# Job
Copy the records from the start through the line containing "(71, 54), (115, 66)", both included, switching "bladderwort plant" to "aquatic plant" and leaving everything else unchanged.

____________

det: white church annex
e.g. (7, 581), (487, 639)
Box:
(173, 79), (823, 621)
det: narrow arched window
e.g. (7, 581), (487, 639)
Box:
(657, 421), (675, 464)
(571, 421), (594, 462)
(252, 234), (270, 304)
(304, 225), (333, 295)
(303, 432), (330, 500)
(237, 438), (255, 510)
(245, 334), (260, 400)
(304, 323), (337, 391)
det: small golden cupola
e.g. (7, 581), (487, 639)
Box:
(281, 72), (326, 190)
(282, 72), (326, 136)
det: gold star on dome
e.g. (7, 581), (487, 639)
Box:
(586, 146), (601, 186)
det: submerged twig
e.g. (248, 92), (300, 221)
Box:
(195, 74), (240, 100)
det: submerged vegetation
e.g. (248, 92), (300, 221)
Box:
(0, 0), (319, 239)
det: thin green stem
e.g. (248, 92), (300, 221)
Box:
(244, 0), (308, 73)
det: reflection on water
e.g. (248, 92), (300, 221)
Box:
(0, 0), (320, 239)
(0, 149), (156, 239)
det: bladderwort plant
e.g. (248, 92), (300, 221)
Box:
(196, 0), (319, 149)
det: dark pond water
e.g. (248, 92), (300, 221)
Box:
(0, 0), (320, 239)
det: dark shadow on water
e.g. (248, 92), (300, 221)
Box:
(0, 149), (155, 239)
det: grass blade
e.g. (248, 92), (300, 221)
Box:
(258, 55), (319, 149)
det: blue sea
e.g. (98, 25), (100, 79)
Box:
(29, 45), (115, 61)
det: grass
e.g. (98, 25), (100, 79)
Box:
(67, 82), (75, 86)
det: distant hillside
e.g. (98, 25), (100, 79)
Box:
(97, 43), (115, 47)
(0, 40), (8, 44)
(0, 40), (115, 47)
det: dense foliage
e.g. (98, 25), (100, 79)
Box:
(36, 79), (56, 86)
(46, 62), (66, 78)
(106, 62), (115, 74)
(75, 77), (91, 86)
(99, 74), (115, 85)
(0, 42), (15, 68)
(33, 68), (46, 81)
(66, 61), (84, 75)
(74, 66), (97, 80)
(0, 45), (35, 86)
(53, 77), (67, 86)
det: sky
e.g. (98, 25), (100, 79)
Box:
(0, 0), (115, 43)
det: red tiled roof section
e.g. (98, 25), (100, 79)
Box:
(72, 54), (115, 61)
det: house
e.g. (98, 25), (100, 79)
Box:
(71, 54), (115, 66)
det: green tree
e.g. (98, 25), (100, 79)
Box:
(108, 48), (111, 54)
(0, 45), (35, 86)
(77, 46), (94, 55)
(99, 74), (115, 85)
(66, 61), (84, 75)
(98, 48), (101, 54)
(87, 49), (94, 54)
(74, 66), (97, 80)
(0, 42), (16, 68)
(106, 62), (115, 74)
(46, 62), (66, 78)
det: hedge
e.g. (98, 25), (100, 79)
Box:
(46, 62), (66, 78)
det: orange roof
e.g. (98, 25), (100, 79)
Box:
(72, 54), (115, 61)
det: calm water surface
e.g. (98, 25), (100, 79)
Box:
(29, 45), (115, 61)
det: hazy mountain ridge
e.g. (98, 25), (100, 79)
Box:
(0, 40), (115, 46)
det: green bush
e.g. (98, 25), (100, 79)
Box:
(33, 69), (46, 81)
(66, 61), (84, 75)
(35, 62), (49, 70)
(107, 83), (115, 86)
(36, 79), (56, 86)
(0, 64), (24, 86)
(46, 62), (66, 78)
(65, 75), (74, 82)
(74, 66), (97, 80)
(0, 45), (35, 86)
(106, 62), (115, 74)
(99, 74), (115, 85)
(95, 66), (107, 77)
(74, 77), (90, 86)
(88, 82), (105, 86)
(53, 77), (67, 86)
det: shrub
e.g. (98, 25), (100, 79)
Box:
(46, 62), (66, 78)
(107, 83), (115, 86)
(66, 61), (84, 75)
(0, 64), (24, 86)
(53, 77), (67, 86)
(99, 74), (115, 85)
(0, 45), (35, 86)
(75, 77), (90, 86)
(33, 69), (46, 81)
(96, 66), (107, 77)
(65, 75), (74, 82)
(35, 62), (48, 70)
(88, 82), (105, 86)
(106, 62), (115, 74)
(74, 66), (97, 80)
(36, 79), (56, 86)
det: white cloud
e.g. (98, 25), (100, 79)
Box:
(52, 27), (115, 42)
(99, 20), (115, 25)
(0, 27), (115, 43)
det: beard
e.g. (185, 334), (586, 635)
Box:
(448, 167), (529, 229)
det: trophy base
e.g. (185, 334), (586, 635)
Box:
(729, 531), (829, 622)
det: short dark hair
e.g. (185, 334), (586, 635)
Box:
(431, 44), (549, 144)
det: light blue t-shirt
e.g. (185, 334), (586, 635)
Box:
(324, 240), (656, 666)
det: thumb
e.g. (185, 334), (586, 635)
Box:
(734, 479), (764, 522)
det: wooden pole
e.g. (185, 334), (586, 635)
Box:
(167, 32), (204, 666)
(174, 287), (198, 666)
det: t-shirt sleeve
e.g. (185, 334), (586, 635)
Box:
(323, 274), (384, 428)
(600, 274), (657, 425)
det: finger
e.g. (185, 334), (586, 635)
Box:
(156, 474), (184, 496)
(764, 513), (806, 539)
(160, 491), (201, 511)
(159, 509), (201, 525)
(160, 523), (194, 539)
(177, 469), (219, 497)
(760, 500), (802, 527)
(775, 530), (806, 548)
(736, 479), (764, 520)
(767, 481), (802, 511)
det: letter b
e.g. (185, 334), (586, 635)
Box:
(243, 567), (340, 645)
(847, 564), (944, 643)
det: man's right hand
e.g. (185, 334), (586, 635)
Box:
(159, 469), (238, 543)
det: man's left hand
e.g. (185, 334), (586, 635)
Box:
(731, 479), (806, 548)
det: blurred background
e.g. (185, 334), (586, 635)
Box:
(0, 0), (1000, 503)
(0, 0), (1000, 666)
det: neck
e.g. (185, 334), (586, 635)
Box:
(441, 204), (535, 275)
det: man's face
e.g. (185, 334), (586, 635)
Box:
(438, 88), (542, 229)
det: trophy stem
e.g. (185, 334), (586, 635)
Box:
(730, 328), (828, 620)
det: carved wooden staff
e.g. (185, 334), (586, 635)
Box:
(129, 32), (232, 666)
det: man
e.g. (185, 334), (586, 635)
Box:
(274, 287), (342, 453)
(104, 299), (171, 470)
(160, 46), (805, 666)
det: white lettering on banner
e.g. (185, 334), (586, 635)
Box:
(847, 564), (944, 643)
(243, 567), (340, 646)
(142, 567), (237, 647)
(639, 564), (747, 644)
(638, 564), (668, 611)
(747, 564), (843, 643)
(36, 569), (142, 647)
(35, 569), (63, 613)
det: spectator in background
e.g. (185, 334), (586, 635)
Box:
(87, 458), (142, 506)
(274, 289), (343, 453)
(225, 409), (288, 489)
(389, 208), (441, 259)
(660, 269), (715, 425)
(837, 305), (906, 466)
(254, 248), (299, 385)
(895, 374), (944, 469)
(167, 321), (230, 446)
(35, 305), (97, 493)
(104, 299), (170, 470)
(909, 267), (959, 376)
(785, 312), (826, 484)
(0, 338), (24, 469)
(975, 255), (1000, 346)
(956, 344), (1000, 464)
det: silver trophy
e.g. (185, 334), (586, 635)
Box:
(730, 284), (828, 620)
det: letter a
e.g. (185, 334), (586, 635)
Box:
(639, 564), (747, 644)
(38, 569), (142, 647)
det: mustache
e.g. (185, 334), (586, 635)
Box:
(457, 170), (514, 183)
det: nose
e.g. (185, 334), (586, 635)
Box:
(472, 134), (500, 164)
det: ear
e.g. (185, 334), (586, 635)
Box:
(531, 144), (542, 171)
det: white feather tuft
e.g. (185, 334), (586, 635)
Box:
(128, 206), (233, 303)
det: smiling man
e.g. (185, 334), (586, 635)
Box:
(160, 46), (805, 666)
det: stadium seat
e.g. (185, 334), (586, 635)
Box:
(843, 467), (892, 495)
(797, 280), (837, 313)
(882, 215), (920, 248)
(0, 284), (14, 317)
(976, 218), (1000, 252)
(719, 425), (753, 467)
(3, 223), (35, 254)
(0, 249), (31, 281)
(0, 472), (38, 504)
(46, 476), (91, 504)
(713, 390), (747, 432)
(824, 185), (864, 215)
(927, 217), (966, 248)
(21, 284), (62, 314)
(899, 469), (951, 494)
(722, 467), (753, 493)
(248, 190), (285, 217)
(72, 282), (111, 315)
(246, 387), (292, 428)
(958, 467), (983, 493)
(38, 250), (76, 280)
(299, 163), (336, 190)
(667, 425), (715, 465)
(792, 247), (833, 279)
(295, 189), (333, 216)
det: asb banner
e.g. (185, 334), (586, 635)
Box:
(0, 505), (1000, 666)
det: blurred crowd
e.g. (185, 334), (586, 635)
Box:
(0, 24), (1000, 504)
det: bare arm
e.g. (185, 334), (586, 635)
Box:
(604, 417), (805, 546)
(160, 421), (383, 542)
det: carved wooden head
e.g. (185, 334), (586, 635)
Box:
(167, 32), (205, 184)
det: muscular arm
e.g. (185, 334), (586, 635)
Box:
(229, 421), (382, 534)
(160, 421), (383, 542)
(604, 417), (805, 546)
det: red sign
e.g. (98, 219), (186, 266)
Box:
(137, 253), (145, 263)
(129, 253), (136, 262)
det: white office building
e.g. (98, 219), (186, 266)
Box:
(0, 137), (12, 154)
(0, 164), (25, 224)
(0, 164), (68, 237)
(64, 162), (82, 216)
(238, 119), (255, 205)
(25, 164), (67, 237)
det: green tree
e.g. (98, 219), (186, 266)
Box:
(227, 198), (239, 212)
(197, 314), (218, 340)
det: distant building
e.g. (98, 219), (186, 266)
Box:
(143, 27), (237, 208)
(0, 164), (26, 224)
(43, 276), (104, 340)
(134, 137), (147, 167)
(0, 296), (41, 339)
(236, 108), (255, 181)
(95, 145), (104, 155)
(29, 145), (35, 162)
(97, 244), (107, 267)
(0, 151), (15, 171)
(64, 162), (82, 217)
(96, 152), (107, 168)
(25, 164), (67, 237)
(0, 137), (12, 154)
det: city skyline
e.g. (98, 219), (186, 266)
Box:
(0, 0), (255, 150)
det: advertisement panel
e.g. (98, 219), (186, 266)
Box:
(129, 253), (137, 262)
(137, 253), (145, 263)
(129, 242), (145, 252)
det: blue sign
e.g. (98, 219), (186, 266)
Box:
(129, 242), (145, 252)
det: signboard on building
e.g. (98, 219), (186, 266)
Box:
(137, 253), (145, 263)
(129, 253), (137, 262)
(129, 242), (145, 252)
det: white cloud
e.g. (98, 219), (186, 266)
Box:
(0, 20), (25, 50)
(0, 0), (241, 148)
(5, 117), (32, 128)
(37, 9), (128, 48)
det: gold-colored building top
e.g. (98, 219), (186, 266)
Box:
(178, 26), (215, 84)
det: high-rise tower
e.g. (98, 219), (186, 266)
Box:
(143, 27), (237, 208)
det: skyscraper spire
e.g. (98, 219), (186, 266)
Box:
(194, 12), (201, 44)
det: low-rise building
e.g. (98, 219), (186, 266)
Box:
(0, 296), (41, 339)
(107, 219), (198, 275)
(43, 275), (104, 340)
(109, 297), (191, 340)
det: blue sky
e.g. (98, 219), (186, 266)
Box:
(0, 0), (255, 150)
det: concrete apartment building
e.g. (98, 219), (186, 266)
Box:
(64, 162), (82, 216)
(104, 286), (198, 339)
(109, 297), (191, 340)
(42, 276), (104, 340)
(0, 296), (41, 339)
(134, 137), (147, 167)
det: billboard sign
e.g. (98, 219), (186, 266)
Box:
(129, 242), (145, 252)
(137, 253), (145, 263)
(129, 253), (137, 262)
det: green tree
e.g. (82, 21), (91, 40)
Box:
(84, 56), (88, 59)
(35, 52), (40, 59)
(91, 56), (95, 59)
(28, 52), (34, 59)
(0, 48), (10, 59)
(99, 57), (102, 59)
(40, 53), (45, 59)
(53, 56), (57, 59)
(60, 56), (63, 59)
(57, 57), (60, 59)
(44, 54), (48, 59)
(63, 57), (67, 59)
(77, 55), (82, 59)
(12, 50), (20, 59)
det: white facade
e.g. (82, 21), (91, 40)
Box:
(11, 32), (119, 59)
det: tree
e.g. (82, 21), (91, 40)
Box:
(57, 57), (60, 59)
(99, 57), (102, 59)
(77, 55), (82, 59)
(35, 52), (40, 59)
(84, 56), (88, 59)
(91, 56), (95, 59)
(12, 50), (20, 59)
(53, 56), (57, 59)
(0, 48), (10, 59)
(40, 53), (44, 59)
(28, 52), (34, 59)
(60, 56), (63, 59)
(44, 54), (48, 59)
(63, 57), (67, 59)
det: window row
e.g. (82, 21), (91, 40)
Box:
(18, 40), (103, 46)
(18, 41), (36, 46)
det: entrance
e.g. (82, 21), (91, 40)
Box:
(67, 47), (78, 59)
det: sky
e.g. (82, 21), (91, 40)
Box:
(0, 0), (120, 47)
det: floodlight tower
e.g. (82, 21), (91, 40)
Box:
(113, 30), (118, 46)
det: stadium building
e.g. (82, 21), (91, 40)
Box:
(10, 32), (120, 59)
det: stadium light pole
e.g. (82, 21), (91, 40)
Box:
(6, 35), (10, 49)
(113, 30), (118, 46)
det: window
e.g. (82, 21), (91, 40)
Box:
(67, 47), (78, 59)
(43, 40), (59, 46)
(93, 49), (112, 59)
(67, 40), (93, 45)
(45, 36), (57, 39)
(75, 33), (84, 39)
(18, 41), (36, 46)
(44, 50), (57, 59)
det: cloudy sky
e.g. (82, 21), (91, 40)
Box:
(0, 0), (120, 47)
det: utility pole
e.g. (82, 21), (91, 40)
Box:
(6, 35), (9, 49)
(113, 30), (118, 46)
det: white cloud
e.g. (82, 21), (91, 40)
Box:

____________

# Answer to this exercise
det: white church annex
e.g. (7, 581), (487, 639)
Box:
(173, 79), (823, 621)
det: narrow arched window
e.g. (7, 581), (487, 639)
Box:
(657, 421), (675, 464)
(571, 421), (594, 462)
(252, 234), (270, 304)
(304, 225), (333, 295)
(303, 432), (330, 500)
(237, 438), (255, 510)
(245, 334), (260, 400)
(304, 323), (337, 391)
det: small golden cupola
e.g. (7, 581), (487, 639)
Box:
(281, 72), (326, 190)
(282, 72), (326, 136)
det: gold star on dome
e.g. (7, 581), (487, 639)
Box:
(586, 146), (601, 186)
det: submerged twig
e.g. (248, 92), (300, 221)
Box:
(195, 74), (240, 100)
det: submerged vegetation
e.g. (248, 92), (300, 221)
Box:
(0, 0), (319, 239)
det: thin green stem
e.g. (248, 92), (300, 221)
Box:
(244, 0), (308, 73)
det: reflection on water
e.g. (248, 92), (300, 221)
Box:
(0, 0), (320, 239)
(0, 149), (156, 239)
det: aquatic plant
e.g. (248, 92), (300, 221)
Box:
(196, 0), (319, 149)
det: dark pond water
e.g. (248, 92), (300, 221)
Box:
(0, 0), (320, 239)
det: dark shadow on water
e.g. (248, 92), (300, 221)
Box:
(0, 149), (155, 239)
det: grass blade
e.g. (248, 92), (300, 221)
Box:
(258, 55), (319, 149)
det: blue sea
e.g. (98, 25), (100, 79)
Box:
(29, 45), (115, 61)
det: grass
e.g. (98, 25), (100, 79)
Box:
(67, 82), (75, 86)
det: distant hillside
e.g. (98, 25), (100, 79)
Box:
(97, 43), (115, 47)
(0, 40), (8, 44)
(0, 40), (115, 47)
det: dense foliage
e.g. (98, 25), (100, 79)
Box:
(36, 79), (56, 86)
(46, 62), (66, 78)
(106, 62), (115, 74)
(75, 77), (91, 86)
(99, 74), (115, 85)
(0, 42), (15, 68)
(33, 68), (46, 81)
(66, 61), (84, 75)
(74, 66), (97, 80)
(0, 45), (35, 86)
(53, 77), (67, 86)
det: sky
e.g. (98, 25), (100, 79)
Box:
(0, 0), (115, 43)
det: red tiled roof section
e.g. (98, 25), (100, 79)
Box:
(72, 54), (115, 61)
det: house
e.g. (98, 25), (100, 79)
Box:
(71, 54), (115, 66)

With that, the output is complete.